→ PASSAGE TO READ:
(begin)

This Town Ain't Big Enough for the Both of Us

By Ryan McGreal
Published September 13, 2007

Surprise, surprise: the Hamilton Spectator's editorial board doesn't want the CBC to open a new radio station in Hamilton.

Yesterday's editorial by Kevin Cavanagh make some noise aobut operating costs and then drops the clincher:

[T]he first city on their sheet of potential new addresses is Hamilton. That's flattering, but we're all of 60 kilometres from the Broadcast Centre in Toronto - whose current signal booms into radios in Hamilton, Niagara and the southwestern tier.

Rather than seeking major gobs of cash for a new radio station so near the mother ship, private-sector companies would first try adding staff and adjusting programming to better engage a regional market that their signal already reaches.

Oh, those greedy public-sector mandarins and their outrageous plans to burn through taxpayer money! What Cavanagh doesn't mention in his paean to the superiority of the private sector is that no Toronto-based station is going to cater to Hamilton listeners, for the simple reason that their primary listeners absolutely don't want to hear about Hamilton.

(end)

→ STORED RECORDS:

(begin)

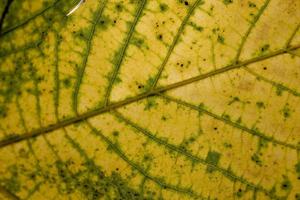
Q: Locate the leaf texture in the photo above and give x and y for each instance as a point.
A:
(150, 99)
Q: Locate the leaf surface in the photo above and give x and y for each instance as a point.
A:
(150, 99)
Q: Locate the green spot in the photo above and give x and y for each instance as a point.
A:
(286, 184)
(286, 111)
(137, 41)
(260, 104)
(234, 99)
(118, 80)
(116, 133)
(159, 37)
(196, 27)
(227, 145)
(239, 120)
(265, 48)
(212, 158)
(251, 4)
(221, 39)
(255, 158)
(227, 2)
(148, 84)
(163, 7)
(151, 103)
(103, 22)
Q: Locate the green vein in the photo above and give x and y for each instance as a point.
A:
(195, 159)
(123, 51)
(87, 52)
(135, 166)
(25, 21)
(174, 42)
(293, 35)
(4, 13)
(253, 23)
(56, 89)
(25, 47)
(231, 123)
(127, 101)
(273, 83)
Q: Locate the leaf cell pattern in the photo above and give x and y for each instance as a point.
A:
(150, 99)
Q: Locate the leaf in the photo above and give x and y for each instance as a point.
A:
(150, 99)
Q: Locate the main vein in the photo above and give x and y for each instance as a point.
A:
(95, 112)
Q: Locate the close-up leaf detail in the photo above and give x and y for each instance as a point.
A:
(149, 99)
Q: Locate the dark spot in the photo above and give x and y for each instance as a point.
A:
(227, 2)
(163, 7)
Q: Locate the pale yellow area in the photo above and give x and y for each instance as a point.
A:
(230, 133)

(end)

→ WORK TO DO: From the piece above about a CBC radio station for Hamilton, write out word for word the stretch from "Surprise, surprise: the" through "the southwestern tier.".

→ EXERCISE ANSWER:
Surprise, surprise: the Hamilton Spectator's editorial board doesn't want the CBC to open a new radio station in Hamilton.

Yesterday's editorial by Kevin Cavanagh make some noise aobut operating costs and then drops the clincher:

[T]he first city on their sheet of potential new addresses is Hamilton. That's flattering, but we're all of 60 kilometres from the Broadcast Centre in Toronto - whose current signal booms into radios in Hamilton, Niagara and the southwestern tier.